#### Given data

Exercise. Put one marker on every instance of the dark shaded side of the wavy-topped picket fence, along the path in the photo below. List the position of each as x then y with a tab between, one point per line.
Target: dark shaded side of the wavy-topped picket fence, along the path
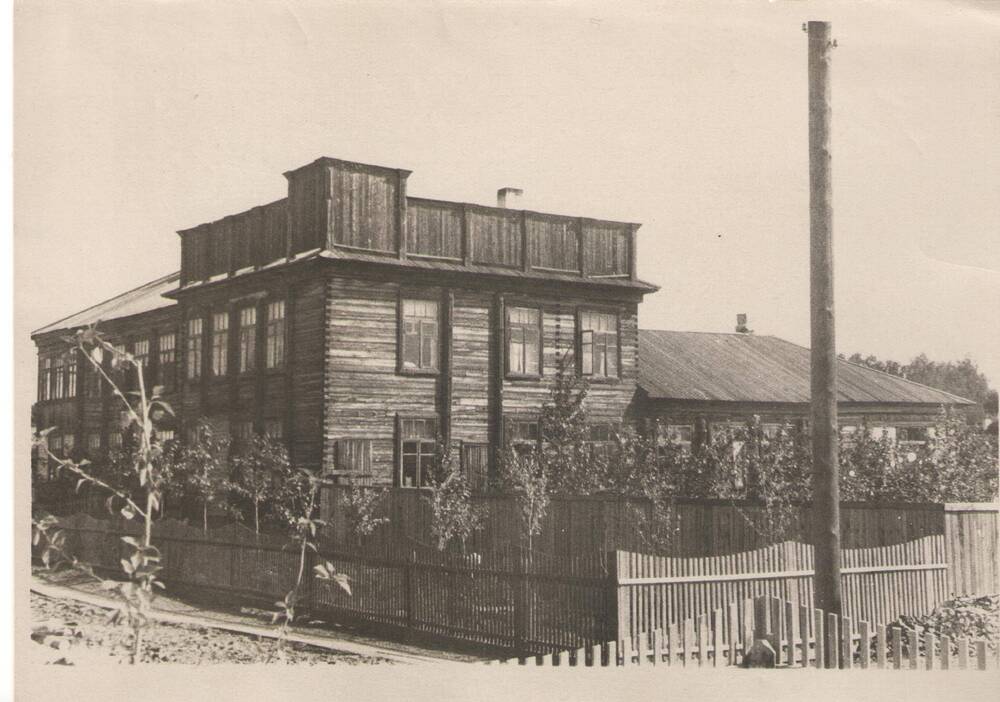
513	599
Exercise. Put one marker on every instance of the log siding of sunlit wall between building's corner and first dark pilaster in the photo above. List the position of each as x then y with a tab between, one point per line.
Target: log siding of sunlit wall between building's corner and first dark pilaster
364	392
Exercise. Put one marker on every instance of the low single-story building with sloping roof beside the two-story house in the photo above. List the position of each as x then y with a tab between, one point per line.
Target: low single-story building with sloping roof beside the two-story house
726	378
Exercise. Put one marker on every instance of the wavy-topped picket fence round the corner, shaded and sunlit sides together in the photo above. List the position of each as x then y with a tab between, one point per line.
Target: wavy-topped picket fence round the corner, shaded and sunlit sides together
518	599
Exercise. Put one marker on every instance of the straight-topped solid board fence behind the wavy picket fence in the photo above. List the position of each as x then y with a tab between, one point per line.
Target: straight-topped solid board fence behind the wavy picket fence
585	525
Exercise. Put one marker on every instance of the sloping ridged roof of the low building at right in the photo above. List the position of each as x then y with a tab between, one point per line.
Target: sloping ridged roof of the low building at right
749	368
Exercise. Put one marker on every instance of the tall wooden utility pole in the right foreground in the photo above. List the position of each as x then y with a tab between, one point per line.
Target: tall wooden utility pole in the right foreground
826	486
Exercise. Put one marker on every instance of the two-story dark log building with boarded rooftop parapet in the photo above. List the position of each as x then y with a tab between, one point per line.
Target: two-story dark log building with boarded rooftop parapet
363	325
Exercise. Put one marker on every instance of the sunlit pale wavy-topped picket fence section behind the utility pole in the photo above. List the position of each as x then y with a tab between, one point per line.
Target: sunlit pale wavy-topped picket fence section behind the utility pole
879	584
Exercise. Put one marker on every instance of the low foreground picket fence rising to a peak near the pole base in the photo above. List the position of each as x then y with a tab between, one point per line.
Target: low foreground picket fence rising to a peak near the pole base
795	636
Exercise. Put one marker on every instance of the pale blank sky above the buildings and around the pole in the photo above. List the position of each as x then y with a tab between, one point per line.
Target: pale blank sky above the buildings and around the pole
134	120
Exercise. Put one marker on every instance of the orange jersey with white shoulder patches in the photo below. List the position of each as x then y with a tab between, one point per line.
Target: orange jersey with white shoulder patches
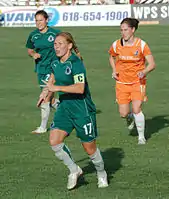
129	59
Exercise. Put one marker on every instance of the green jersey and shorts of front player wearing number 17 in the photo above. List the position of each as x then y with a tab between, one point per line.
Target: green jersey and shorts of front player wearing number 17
75	110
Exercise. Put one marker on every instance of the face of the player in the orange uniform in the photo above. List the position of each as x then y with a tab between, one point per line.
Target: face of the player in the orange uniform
126	31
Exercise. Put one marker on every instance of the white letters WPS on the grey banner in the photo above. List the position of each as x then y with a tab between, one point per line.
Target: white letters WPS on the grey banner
145	12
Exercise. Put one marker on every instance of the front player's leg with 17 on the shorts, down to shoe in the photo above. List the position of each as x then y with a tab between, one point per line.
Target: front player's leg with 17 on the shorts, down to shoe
87	131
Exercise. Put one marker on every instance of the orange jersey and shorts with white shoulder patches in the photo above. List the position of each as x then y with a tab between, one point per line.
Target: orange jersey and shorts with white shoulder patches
129	61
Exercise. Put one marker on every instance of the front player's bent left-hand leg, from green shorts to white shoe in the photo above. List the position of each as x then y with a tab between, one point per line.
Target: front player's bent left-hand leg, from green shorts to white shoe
60	129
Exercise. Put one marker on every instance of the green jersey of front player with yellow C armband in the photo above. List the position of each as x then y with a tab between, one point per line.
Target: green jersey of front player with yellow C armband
70	72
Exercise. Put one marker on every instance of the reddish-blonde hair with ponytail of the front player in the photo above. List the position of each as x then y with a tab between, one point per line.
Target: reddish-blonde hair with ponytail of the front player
70	39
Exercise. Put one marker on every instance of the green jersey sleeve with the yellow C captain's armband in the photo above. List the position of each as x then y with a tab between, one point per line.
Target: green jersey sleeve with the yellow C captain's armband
79	72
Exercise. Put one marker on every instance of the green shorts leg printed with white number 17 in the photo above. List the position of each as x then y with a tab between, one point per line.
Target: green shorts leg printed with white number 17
86	128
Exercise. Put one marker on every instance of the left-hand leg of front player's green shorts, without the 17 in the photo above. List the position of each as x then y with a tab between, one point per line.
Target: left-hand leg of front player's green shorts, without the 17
62	121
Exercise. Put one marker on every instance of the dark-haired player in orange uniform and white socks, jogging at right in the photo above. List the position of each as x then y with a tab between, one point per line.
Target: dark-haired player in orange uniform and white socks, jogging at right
131	61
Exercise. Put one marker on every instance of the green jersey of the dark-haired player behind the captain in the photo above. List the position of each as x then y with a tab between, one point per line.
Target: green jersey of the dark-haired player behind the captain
43	43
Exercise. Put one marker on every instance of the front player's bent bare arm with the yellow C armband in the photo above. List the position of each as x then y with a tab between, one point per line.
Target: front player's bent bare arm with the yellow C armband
77	87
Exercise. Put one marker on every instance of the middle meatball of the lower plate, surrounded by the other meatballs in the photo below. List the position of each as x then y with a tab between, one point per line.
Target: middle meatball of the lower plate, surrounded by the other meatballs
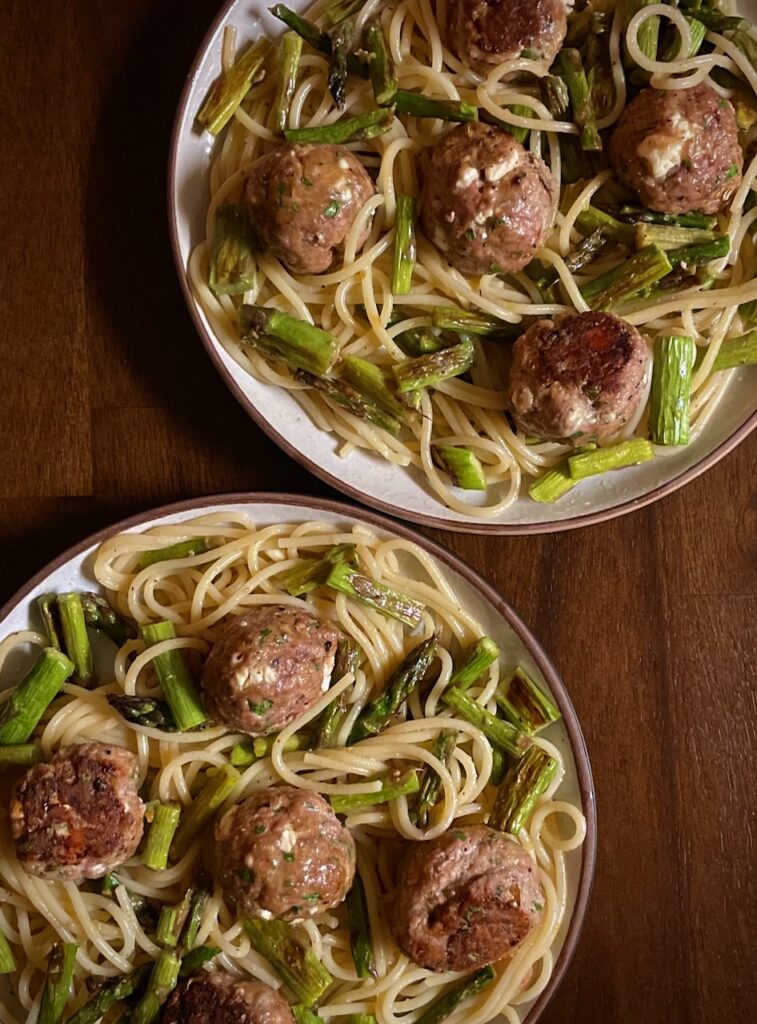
284	854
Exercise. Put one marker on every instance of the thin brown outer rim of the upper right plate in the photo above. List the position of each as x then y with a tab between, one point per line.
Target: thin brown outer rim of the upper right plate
211	345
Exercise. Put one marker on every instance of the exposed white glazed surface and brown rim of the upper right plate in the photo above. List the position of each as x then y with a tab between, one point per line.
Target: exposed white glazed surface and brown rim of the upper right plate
367	478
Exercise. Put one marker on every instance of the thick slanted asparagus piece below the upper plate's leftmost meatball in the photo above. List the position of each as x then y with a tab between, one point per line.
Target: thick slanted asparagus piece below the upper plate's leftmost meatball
298	343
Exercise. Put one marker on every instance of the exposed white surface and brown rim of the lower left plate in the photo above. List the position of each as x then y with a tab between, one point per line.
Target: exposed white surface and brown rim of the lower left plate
73	571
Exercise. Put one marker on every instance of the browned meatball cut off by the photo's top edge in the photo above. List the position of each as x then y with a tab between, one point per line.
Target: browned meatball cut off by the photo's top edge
493	31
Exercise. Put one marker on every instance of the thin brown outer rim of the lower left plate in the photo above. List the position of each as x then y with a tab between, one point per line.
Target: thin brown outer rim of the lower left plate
474	579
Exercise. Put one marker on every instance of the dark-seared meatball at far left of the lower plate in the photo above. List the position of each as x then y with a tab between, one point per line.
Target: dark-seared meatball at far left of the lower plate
78	817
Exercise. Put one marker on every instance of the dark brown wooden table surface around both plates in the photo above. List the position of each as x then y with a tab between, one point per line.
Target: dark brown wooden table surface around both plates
110	406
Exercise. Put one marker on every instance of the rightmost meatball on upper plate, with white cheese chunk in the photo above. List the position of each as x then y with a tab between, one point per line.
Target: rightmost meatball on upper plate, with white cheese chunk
680	150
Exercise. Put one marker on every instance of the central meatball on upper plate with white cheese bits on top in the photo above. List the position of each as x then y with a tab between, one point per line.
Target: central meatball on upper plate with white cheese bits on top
488	203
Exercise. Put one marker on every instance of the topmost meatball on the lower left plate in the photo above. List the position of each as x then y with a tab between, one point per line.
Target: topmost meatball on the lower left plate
268	668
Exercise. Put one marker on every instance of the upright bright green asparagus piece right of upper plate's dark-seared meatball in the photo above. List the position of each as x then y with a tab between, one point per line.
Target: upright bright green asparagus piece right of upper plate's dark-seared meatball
671	383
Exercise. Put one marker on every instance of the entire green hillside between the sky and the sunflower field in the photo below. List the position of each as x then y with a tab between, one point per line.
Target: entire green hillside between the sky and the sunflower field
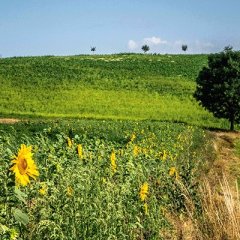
122	86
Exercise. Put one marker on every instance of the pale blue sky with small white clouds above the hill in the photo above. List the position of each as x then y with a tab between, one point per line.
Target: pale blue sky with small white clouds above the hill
69	27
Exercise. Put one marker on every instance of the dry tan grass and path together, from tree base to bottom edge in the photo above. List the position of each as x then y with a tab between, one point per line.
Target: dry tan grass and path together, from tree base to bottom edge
219	218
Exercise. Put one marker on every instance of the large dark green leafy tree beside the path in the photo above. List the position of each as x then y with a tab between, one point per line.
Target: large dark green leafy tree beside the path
218	85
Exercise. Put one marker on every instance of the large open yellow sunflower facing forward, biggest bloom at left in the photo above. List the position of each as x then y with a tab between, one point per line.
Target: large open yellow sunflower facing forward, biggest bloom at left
24	166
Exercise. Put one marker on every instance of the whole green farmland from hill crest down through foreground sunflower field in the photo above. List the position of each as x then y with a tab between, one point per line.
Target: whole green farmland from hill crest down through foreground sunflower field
117	148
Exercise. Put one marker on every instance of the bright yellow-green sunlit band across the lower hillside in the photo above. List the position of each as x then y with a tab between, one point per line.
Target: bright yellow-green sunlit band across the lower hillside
106	104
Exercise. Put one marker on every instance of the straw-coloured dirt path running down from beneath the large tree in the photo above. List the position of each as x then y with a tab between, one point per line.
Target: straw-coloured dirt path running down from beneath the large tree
220	190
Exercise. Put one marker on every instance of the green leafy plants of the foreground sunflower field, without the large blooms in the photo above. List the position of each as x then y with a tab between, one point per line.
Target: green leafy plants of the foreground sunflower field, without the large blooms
82	198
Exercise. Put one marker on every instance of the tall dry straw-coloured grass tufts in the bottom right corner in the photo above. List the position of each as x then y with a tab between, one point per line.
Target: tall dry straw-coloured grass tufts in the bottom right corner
219	218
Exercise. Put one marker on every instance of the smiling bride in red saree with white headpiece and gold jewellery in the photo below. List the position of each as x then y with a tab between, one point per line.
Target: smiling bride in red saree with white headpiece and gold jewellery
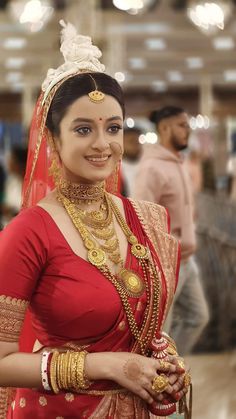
96	272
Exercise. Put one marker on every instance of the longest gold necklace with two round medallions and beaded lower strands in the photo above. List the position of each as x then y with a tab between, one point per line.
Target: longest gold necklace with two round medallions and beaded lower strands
97	257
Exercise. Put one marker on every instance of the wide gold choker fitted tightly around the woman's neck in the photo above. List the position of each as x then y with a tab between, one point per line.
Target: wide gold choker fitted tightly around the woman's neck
79	193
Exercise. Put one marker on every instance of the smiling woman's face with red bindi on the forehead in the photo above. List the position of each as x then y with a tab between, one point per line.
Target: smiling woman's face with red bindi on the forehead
91	139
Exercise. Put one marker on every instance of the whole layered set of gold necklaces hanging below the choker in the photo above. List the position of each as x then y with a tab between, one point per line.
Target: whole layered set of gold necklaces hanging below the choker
127	282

########

**Work required:**
The reply should hold only the lines of the listing above starting at the line containing "Target: green leafy" and ending at the line containing "Exercise. Put one marker on every instance of the tall dry", exactly as written.

**Your solution:**
Target: green leafy plants of the foreground sunflower field, without the large blooms
82	198
Exercise. Put one marker on every instance of the tall dry straw-coloured grass tufts in the bottom right corner in the photo above. List the position of each as x then y with a tab between, one point per line.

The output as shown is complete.